**Data extracts:**
···
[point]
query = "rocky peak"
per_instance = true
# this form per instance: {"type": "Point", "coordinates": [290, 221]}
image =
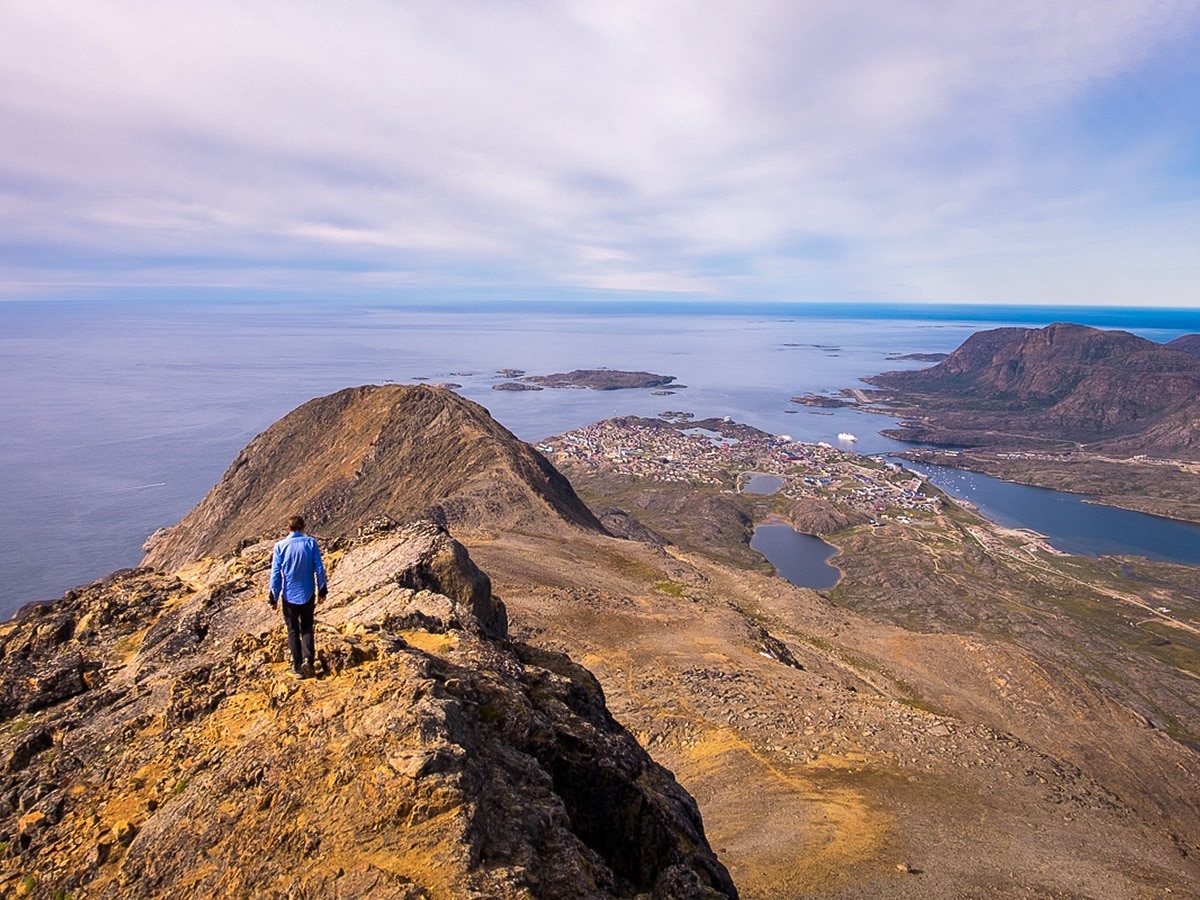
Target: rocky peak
···
**Problem:**
Skipping the pictures, transcribe each line above exactly as it appears.

**Response below:**
[point]
query = "rocky peak"
per_instance = true
# this form per instance: {"type": "Point", "coordinates": [290, 221]}
image =
Target: rocky peak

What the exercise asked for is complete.